Aim of the task:
Without including any pictures, copy each entry below exactly.

Raw records:
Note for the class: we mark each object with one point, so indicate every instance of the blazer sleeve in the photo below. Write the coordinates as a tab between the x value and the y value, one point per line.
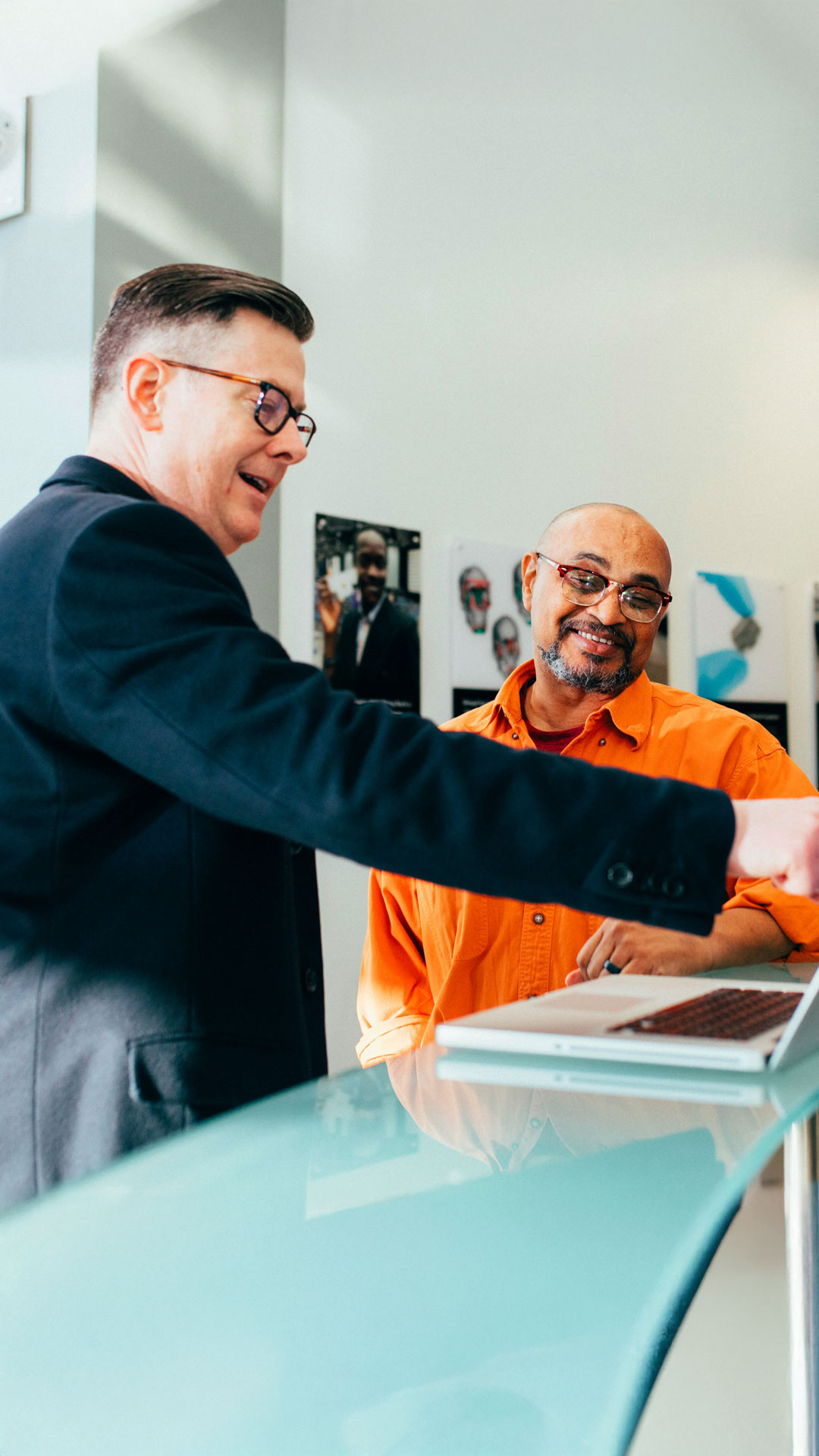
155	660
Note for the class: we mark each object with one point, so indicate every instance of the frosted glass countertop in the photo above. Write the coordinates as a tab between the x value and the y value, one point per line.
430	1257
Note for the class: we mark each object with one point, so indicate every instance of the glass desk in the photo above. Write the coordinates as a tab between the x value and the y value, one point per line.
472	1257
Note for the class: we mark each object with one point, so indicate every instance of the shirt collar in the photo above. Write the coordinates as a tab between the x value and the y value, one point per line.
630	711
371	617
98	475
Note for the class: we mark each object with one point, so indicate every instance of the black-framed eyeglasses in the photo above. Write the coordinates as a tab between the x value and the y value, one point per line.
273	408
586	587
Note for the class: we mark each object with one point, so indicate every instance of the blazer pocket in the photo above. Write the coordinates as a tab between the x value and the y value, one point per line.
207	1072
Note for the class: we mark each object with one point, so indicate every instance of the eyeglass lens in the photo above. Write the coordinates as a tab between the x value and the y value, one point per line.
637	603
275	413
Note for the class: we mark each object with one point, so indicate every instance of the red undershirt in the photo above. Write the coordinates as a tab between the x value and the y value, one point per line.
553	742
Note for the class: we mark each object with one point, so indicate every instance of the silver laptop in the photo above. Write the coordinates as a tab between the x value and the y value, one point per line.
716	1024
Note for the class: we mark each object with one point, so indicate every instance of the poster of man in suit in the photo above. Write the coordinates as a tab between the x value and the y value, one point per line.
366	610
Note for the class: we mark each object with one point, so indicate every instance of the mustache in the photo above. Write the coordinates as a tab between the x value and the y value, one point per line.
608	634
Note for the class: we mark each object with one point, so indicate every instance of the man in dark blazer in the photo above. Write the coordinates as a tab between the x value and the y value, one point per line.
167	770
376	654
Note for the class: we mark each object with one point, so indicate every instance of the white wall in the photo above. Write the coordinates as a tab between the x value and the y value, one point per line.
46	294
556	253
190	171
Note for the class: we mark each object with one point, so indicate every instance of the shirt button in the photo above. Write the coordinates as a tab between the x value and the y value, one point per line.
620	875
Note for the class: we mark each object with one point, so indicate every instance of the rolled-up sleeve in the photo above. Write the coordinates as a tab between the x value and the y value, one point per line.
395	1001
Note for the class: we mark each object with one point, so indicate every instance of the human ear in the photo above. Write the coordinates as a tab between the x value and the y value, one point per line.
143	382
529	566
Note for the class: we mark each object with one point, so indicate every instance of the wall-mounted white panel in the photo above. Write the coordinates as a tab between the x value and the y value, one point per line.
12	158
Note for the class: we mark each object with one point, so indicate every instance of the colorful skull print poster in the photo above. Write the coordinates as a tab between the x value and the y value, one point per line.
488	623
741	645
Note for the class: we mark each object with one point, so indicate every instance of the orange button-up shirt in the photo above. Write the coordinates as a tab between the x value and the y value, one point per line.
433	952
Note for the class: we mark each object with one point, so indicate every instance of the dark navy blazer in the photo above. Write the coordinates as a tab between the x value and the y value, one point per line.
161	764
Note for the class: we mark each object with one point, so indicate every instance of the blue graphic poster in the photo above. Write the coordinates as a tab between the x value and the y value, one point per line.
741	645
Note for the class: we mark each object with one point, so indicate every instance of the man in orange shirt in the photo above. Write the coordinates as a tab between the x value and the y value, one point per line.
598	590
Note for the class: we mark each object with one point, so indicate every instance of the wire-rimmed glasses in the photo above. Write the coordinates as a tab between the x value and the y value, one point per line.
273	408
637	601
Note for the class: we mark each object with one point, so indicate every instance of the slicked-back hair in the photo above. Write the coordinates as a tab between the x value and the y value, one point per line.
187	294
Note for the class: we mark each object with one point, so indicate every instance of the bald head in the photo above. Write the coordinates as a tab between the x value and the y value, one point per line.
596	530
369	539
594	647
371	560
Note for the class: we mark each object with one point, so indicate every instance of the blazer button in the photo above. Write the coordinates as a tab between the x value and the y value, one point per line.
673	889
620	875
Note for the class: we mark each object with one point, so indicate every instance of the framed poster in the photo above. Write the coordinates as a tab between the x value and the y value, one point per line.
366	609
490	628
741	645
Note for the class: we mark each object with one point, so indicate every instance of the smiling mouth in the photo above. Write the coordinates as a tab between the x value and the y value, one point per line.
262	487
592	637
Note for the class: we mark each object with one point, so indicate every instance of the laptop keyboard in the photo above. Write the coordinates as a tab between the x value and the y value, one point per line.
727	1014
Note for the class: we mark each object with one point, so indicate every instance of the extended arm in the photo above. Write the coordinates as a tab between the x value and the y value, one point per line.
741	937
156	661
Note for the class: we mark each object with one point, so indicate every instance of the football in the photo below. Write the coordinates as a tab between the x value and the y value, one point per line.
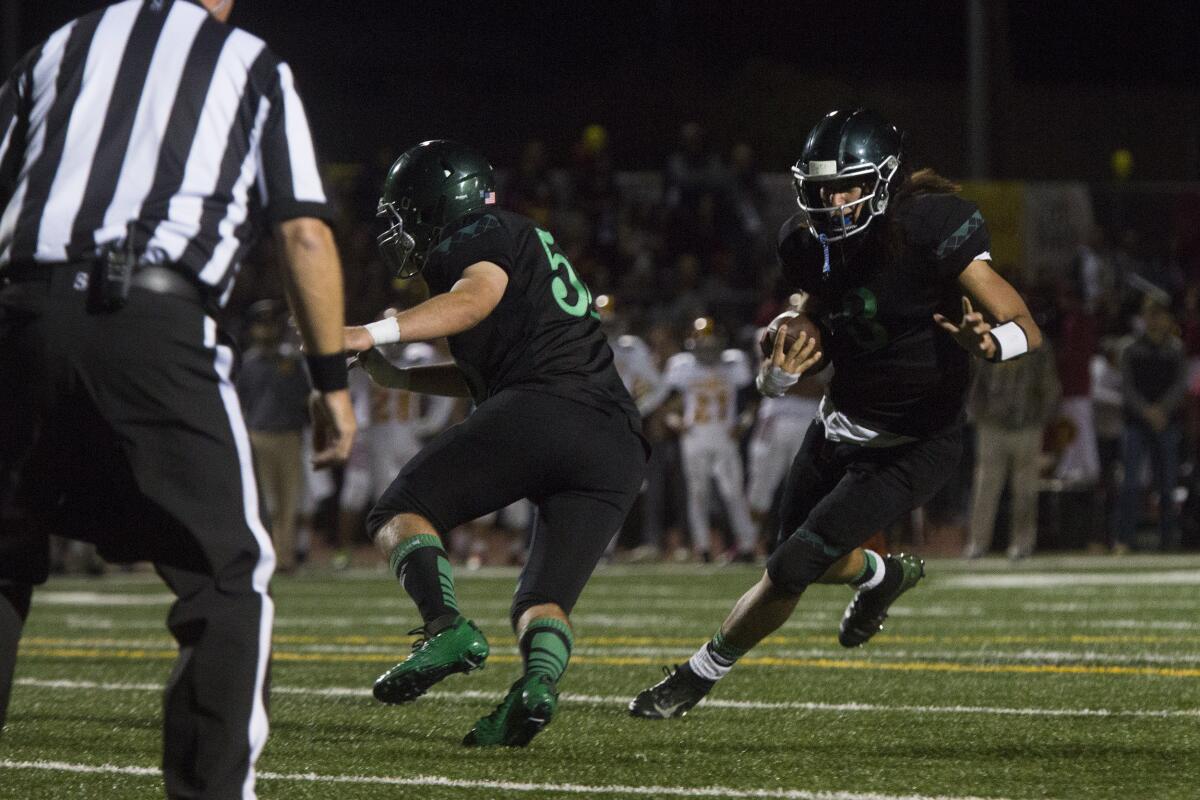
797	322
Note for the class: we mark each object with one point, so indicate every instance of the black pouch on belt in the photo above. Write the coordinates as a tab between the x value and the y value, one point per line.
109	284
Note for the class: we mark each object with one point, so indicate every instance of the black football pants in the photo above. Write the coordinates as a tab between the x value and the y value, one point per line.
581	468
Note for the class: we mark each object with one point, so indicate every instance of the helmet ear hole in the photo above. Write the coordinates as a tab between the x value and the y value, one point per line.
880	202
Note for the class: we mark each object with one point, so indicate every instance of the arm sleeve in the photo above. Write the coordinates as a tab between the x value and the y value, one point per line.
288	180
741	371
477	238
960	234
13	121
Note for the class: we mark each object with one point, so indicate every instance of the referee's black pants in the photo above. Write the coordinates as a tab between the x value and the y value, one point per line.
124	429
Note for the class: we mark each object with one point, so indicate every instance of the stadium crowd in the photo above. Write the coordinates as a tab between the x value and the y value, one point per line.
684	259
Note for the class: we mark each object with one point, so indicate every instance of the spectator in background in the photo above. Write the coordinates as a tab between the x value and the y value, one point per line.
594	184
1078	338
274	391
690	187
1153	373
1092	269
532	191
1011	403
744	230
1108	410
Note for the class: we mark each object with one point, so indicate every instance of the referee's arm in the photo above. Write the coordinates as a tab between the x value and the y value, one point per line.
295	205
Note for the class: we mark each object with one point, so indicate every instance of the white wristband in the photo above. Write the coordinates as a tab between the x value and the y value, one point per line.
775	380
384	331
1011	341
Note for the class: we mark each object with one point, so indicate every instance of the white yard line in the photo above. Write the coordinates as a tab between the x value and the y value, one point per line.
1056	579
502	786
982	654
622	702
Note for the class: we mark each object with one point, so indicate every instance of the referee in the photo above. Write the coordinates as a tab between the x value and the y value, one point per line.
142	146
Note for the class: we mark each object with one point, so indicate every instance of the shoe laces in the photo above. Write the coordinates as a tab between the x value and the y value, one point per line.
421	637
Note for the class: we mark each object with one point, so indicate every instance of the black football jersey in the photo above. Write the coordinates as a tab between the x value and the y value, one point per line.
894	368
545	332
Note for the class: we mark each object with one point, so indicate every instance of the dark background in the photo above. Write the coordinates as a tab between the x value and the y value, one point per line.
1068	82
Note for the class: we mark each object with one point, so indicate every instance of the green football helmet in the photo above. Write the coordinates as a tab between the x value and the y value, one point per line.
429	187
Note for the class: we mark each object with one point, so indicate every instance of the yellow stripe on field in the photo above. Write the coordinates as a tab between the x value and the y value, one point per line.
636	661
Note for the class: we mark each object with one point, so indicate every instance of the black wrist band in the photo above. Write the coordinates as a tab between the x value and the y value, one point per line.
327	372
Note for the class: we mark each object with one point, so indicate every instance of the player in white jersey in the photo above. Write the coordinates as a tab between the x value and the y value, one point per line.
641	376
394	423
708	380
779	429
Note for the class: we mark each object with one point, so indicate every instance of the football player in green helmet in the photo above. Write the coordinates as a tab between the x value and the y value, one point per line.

Exercise output:
Note for the class: we mark each object with one point, so indicate every instance of the blazer sleeve in the photo below. Write the coordinates as a tab between the x value and the y value, one point per line.
155	660
Note for the class: we mark each object with one point, so indicate every instance of the frosted glass countertop in the photo above. Write the coordinates as a tab between the x value and the y value, one point per line.
430	1257
Note for the class: we mark each object with one point, so indicate every instance of the glass desk in the photo above. Write the coordinates as a tab between the x value and the y value, one point per line.
472	1257
Note for the class: we mark each object with one point, so indicate every instance of the shirt collar in the photo above. Write the coordinates as a tab between the x value and the y value, one point per line.
630	711
371	617
98	475
Note for the class: we mark each object with one point, so indicate every instance of the black-framed eyeglasses in the photo above. Write the coordinates as a tab between the x value and the y value, one point per line.
273	408
586	587
Note for the class: we mark each object with one point, so indicate every instance of the blazer pocket in the photo above. Write the coordinates as a tab between the x value and the y value, one point per line.
207	1072
Note for the class: we mark each object with one point, so indicate every instance of the eyeglass lens in the photo above. Write the coordinates as a tab between the x value and the y value, one point per line.
637	603
275	413
Note for the class: we mark each object with one point, so indicate every instance of the red undershirt in the photo above. Write the coordinates as a tab between the x value and the y value, one point per line.
553	742
Note for the class: we mark each object with one point, so indicate every instance of the silver laptop in the photo above. Write the coordinates as a tab between the x value and the y value, one point per line.
716	1024
Note for the class: we mark each object with one point, so indicate every instance of the poster of man in suit in the photo above. Write the coordinates as a tab between the x value and the y value, one point per line.
366	610
Note for the class: we mark each object with one point, so indicate every instance of the mustache in the photo above. Write the coordinates as a tab between the x value and the y value, one point per line.
608	634
Note for the class: we mark each object with one point, so indicate every instance of the man in dark blazer in the photo above. Write the coordinates as a tab between the x value and the y value, one point per line.
167	770
376	654
Note for the class: we mark each object with one point, so indicate every instance of the white wall in the photo above. Write the coordinates as a tab between the x value and the y value, one point per line.
46	294
556	253
190	171
Note for the class: we mark each object with one point, so indicate every instance of the shirt button in the photo above. Write the coordinates as a tab between the x value and the y value, one point per line.
620	875
Note for the class: we mark each object with one point, so indicate every instance of the rolled-up sleeve in the photo above. Write the coordinates as a tab between the x value and the y value, one point per line.
395	1001
Note for the class: we mark each object with one point, so indicate every instance of the human ear in the photo above. Write the coordinates as a tab between the x value and the y value, one point per line.
143	382
529	566
Note for the class: we mark each object with one point, so indicate every instance of the wall-mounted white panel in the photo above. Write the coordinates as a tab between the x value and the y value, one point per line.
12	158
Note for the class: we mark each object with one point, so indicate every instance of the colorful skull print poster in the photo above. Write the coordinates as a tab between the x value and the y value, one point per line.
488	623
741	645
Note for the class: we mark each object with one point, so indicate every instance of the orange button-up shirt in the photo above. Write the coordinates as a tab between the x value and the y value, one point per line.
433	952
Note for the class: we mark each object with one point, so indicate every instance of the dark navy blazer in the photo above. Write the coordinates as a tab between the x value and the y value, one point per line.
161	764
Note for the class: we mark each object with one point, so indicate every instance of the blue graphic poster in the photo above. Write the coordinates as a tab between the x value and the y value, one point per line.
741	645
Note for the class: we mark each object with one point, so indicate every instance of the man in orange shirt in the photo above. Write the coordinates as a tab between the x value and the y value, one point per line.
598	590
Note for the class: we mark each object with one point, so indicate every instance of the wire-rimmed glasses in the photo above. Write the coordinates as a tab between the x value and the y value, one point per line.
273	408
637	601
Note for the class: we mark each object with one point, so indicate every instance of the slicked-back hair in the photo above. Write the coordinates as a tab between the x value and the y value, one point per line.
187	294
Note for the class: we mark each object with one point, so indicate every instance of the bald head in the photo above. Write the coordinates as a tab between the x value and the y value, one point per line.
596	530
369	539
594	647
371	560
Note for the class: we mark each object with one point, so indicate every instance of the blazer button in the photo above. Write the coordinates as a tab between the x value and the y value, one point per line.
673	889
620	875
Note for the class: we mark each object with one point, so indicate every instance of the framed poster in the photo above. Write the coordinates as a tab between the x value and the y value, one point per line.
366	609
490	628
741	645
Note for the class: we mark each object with one point, so indicate every instance of the smiling mouth in the photo above. Write the coordinates as a tab between the x value and the y value, one point per line.
262	487
592	637
Note for the class: we mark each object with one point, so indicate every instance of the laptop keyboard in the photo above. Write the coordinates as a tab between the x value and the y value, one point per line.
727	1014
Note for the class: we mark each object with one point, so indicate every instance of the extended arm in the photo above. Write the coordinates as a tab between the x value and the y value, one point per line.
741	937
156	661
Note for the class: we mark each object with one point, so indicate every instance of the football in the photo below. Write the coordinates as a tab between the x value and the y value, one point per line.
797	322
Note for the class: we mark each object with one point, so indicate every instance of the black pouch on belt in the photo above. Write the coordinates as a tab between the x value and the y value, one point per line.
109	284
Note for the class: we mark each object with one point, so indicate every instance of the black football pants in the photo above. Write the coordinates as a tab between the x value and the y value, one point per line.
581	468
Note for the class: we mark each object with one point, so indicate every instance of the helmet ear hole in the photo above. Write the coordinates as a tab between the x value and the y value, one point per line.
880	202
Note for the class: we mark each object with one point, so indicate every instance of the arm sleeve in the photo above. Write the coordinates as a tab between the x value and the y value, one point per line.
288	180
741	371
477	238
960	234
13	121
Note for the class: we mark each object with one point, so indicate every instance of the referee's black pants in the photo above. Write the coordinates as a tab between the x value and the y value, one point per line.
124	429
Note for the class: we mark each object with one point, so indicate every instance of the stadium crowd in the photo above. Write the coordinates as a tab between the x value and the y value, one point per line.
684	259
Note for the class: we mark each object with one point, so indicate every instance of the spectator in background in the photo above. Write the coordinates as a tab between the x value and the y value, one point per line.
594	184
1078	338
274	391
690	187
1153	373
1092	269
532	191
1011	403
744	230
1108	410
Note for the class: we mark each object with one point, so indicate every instance of the referee's arm in the photo above. Write the coordinates as a tab between the x value and the y value, one point per line.
295	205
Note for the class: we mark each object with one point, so indicate every instance of the white wristband in the photo above. Write the coordinates as a tab between the x value and the y value, one point per line.
775	380
384	331
1011	341
Note for the class: we mark each object with one point, so indicate every instance of the white yard line in the photo above. Write the coordinates as a tab between the x value and the y value, one point per line.
1056	579
502	786
982	654
622	702
Note for the class: we mark each object with one point, so indicate every instance of the referee in the photo above. Write the coordinates as a tab between the x value and the y value, one point per line.
142	146
Note for the class: we mark each object with one point, so indicate every instance of the shoe laces in the photo above. Write the coordinates as a tab between the x value and the y value, one point per line.
421	637
Note for the class: we mark each object with one point, so indicate every instance of the black football jersey in the photo above. Write the coordinates as a tab between the x value and the y value, one point per line.
894	368
545	332
Note for the class: we mark each object with one point, so indicate every instance of the dark background in the photo above. Write the coordinates as a tab between the x value and the y value, one point per line.
1068	82
Note for the class: we mark each object with one point, so indicate every instance of the green football helmet in the photo above. Write the coordinates as a tab between the x value and the y value, one point per line.
429	187
Note for the class: we mark each object with one point, so indicate every instance of the yellow stripe on field in the photo above. Write the coordinates as a tab between the x value and the y value, one point per line.
636	661
Note for the class: we mark each object with one point, so indicate every instance of the black wrist band in the photo above. Write the coordinates as a tab between the x value and the y value, one point per line.
327	372
Note for the class: we mark each object with one point, so indicate every instance of the player in white jersey in the photo above. Write the coordinates as a tab between the x value and the y value, one point per line.
641	376
394	423
708	380
779	429
Note for the class: we mark each object with one point, so indicate every instance of the football player in green helmet in the photo above. Write the coordinates as a tab between the x value and the y value, one point per line.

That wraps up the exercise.